■ Work order ■
Using the entries below, output exactly the lines from the one containing "Note: in this drill the class marks the white" through the final line, both included, and no others.

━━━ Data section ━━━

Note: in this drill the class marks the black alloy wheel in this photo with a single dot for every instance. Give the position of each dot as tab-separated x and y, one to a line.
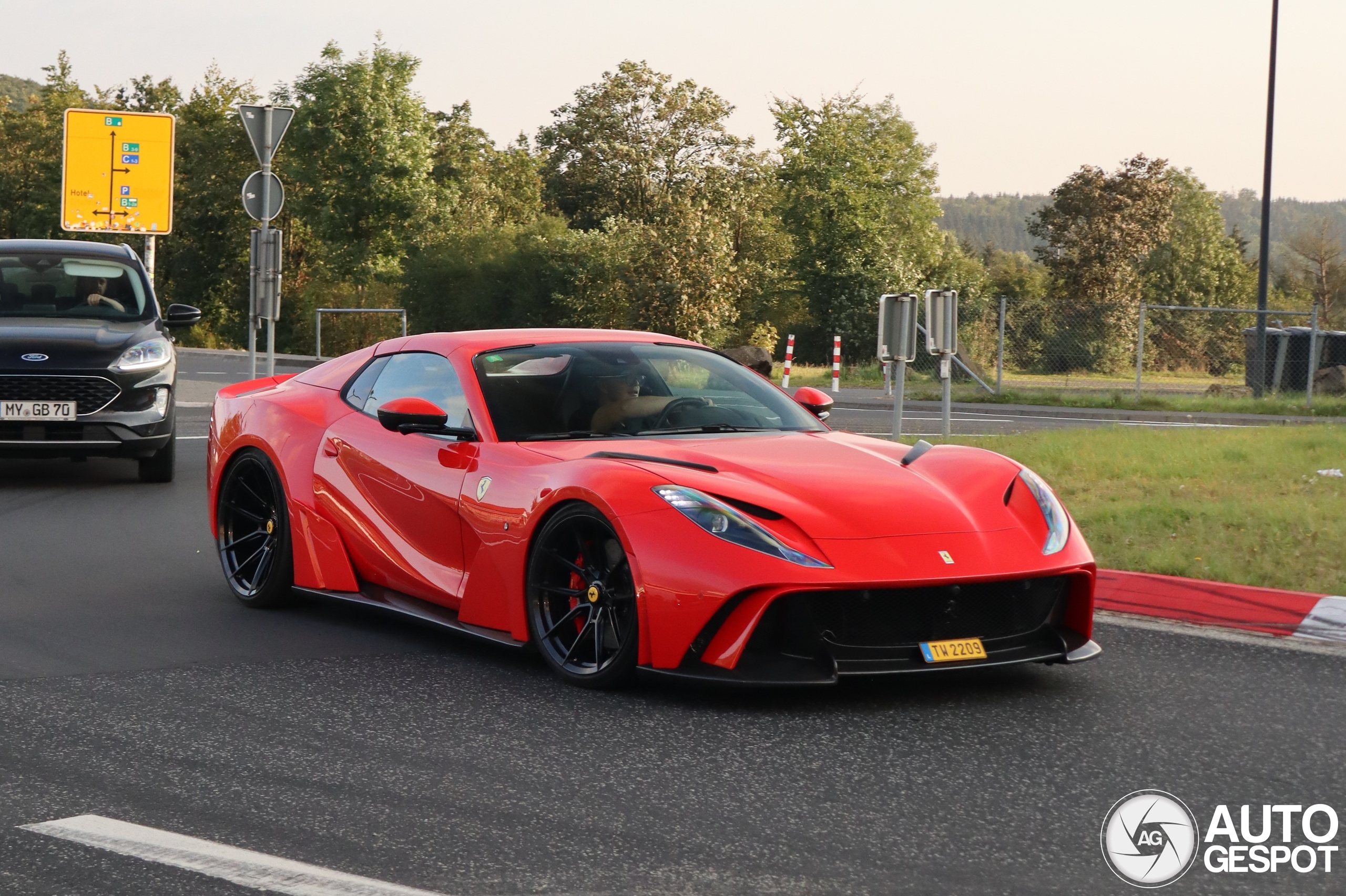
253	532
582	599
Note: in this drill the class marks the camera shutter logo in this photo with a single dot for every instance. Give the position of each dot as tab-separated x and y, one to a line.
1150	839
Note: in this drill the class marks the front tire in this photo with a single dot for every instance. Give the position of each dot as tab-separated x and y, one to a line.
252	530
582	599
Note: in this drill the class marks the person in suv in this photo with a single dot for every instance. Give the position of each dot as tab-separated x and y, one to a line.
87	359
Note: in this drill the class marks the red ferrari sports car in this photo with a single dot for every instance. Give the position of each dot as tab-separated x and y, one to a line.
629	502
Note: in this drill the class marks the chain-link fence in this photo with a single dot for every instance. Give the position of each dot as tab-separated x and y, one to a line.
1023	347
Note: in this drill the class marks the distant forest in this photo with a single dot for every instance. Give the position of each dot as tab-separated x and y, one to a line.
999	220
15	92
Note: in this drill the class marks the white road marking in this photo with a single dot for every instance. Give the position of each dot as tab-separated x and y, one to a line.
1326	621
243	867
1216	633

━━━

■ Result ■
Note: in this drill the class marks the white road marking in this photo with a single dot for every instance. Give the position of each dot as tab-separated x and y, one to a line.
1326	621
243	867
1216	633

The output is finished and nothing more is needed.